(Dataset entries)
◆ ◆ ◆ ◆

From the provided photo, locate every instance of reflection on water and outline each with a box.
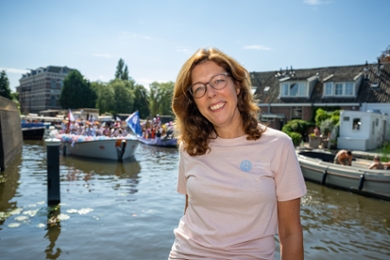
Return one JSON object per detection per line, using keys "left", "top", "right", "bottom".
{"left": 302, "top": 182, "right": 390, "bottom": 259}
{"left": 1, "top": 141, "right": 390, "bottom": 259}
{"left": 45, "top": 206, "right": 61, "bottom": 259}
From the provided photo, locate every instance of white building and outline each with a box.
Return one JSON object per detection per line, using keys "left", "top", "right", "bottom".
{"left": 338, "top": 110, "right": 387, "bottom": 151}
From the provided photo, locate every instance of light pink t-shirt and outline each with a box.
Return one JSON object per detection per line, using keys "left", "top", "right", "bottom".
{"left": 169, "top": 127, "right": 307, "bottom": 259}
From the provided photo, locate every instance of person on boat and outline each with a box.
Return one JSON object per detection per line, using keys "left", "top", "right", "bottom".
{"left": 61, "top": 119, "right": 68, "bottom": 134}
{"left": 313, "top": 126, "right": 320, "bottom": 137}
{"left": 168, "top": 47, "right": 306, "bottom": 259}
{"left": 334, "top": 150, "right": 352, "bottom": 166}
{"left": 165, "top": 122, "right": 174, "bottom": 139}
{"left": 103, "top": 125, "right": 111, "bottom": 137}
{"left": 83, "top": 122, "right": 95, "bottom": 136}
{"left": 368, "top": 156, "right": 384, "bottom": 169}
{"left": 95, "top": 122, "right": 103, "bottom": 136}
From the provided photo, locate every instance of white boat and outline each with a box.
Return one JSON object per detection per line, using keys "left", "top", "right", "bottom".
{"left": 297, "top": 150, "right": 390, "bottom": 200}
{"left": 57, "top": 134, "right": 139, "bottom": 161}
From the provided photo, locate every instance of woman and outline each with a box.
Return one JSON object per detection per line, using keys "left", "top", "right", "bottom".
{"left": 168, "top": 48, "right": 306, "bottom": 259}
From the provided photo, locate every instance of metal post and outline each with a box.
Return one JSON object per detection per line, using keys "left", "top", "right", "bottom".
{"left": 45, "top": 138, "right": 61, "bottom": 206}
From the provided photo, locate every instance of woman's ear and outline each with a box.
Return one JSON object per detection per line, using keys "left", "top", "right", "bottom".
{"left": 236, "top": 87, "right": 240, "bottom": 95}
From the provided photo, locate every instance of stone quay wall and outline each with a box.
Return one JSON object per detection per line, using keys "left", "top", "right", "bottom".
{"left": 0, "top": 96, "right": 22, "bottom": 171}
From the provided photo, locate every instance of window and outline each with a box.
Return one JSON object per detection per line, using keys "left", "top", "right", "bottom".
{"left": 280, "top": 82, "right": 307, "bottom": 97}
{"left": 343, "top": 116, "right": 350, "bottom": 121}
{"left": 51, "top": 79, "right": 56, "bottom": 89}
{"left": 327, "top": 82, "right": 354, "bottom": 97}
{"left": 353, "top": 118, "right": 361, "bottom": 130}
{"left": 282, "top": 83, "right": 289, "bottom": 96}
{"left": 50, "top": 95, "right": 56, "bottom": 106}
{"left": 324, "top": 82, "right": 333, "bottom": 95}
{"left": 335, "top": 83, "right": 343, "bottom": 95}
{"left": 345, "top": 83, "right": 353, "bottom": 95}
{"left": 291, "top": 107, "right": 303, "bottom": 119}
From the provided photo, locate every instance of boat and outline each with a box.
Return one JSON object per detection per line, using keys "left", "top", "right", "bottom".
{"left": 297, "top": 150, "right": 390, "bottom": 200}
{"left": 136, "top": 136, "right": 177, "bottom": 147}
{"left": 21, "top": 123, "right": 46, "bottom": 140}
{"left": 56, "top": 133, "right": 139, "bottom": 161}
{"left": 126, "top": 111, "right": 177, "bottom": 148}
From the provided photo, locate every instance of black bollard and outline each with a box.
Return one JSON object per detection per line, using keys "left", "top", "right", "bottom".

◆ ◆ ◆ ◆

Count each line above where the word "white" appears, and answer with nothing except that count.

2